* SELECTED PASSAGE:
--------------------------------------------------

Tuesday, January 6, 2015

Four Guys and A Rumor

by Saafia Masoom

No, PHS, Cole Haas (‘16) is not moving to Delaware. His father isn’t having spine problems. And, nobody in the Haas family is dying.
Four boys among our student body recently learned a lot about the power of social media and rumors in very little time. It all started out as good fun, and to be honest, it ended in good fun when everyone realized what had happened.
The idea to start a rumor about Haas came to his buddies Cody Schambow (‘16), Josh Reuter (‘16), and Mitch Knockel (‘16) one day during their Algebra II class. “We were just going to start a rumor about Cole because we were mad about something,” says Schambow. That night each of them posted a picture of Haas on Instagram with a caption saying that they would miss their friend dearly when he moved to Delaware. While it was completely false and meant to last for only one night, none of them could have predicted the madness that followed.

--------------------------------------------------

* TASK LIST:
1) Can you reproduce the passage from the article about the rumor at PHS, starting at "Four Guys and" and ending at "what had happened.", word for word?
2) What comes next in the article about the rumor that Cole Haas was moving to Delaware? Continue it from the point where it stops.

--------------------------------------------------

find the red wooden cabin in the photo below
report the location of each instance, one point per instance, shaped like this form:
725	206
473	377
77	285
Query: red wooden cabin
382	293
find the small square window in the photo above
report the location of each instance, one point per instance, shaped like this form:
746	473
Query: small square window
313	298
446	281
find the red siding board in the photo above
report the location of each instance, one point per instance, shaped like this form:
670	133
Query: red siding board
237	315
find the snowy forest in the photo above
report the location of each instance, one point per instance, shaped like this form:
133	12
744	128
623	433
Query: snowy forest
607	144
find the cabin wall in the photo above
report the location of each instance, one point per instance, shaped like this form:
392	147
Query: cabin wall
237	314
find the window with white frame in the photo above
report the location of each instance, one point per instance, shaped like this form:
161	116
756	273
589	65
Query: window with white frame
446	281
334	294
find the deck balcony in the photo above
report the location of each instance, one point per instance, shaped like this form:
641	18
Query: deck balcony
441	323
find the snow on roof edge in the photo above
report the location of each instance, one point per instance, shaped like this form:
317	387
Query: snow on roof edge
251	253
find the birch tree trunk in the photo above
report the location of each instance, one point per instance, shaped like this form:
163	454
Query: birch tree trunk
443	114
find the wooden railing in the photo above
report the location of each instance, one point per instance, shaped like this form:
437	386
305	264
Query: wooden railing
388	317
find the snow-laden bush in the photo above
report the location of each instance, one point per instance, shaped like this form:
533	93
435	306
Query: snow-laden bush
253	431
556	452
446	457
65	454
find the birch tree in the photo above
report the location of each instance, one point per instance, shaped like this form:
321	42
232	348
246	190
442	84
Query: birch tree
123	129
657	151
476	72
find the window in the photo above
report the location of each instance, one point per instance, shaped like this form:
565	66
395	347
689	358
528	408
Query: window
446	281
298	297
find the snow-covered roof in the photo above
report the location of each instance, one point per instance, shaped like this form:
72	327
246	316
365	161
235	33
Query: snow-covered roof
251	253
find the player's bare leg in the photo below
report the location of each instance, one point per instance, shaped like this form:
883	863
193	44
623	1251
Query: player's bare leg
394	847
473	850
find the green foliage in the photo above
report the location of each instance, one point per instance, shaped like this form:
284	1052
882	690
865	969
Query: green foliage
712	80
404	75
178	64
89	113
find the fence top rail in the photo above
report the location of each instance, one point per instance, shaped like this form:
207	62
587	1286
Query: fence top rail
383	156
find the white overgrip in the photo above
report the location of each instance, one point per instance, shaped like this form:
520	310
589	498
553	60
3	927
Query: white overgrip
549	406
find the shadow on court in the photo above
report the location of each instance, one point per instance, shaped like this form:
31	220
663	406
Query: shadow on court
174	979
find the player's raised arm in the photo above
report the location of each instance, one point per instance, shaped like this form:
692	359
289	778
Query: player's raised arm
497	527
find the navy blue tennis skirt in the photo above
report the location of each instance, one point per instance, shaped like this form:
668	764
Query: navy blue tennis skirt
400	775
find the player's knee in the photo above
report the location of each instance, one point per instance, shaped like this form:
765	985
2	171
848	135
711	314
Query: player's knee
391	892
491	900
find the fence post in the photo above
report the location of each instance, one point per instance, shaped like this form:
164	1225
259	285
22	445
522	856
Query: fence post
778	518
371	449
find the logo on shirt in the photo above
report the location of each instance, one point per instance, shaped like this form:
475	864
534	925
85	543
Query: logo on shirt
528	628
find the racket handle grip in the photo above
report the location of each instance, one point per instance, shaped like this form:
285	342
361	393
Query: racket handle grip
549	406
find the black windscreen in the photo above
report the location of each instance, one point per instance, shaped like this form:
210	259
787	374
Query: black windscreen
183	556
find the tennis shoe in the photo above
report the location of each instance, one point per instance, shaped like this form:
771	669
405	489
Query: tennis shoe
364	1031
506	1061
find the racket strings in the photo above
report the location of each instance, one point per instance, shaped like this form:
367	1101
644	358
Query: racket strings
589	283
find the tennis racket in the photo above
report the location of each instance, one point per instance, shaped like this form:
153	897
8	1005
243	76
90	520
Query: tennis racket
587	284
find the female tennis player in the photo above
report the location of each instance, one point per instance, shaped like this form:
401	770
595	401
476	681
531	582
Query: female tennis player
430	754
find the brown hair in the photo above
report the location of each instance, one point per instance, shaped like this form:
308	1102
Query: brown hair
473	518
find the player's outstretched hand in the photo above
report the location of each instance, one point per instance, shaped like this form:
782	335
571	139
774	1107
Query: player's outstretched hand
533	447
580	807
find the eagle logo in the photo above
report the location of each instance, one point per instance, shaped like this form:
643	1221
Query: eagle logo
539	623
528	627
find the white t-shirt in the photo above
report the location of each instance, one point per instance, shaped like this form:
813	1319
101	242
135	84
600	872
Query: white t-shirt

--------------------------------------------------

* PER-TASK ANSWERS:
1)
Four Guys and A Rumor

by Saafia Masoom

No, PHS, Cole Haas (‘16) is not moving to Delaware. His father isn’t having spine problems. And, nobody in the Haas family is dying.
Four boys among our student body recently learned a lot about the power of social media and rumors in very little time. It all started out as good fun, and to be honest, it ended in good fun when everyone realized what had happened.

2)
The snapchats, tweets, and posts on social media started flooding in just minutes. “It was crazy,” says Reuter of the way everyone seemed to hear about the rumor almost instantaneously. The Haas family began receiving calls from other parents in the community, some of whom had heard that Haas’s dad was going to Delaware for medical reasons. Others thought Haas was on his deathbed. Amidst all the commotion, the boys received a call from Haas’s mother within half an hour of the original post.
Meanwhile, Haas himself was completely unaware. Says Knockel, “Cole was out hunting, and he didn’t know any of it was happening.” When he did find out, Haas took it in stride and went a step further: he decided to go along with it. “I pretty much thought it was funny. I wanted to see how it would turn out,”  he shares.
And, that’s when things began to get out of hand. With the help of a heartfelt post by a friend of theirs and Haas’s compliance, the charade went on for a solid week. By about Day 4 or 5, the school called the Haas family, having gotten the word. At that point, the boys decided it was probably best to kill the story. They spent the next days dispelling the rumor while Haas posted a disclaimer on Instagram about it. 
“I didn’t think it would escalate that quickly,” mentions Reuter. But, even with a harmless intent, the story got around to a large population of the school.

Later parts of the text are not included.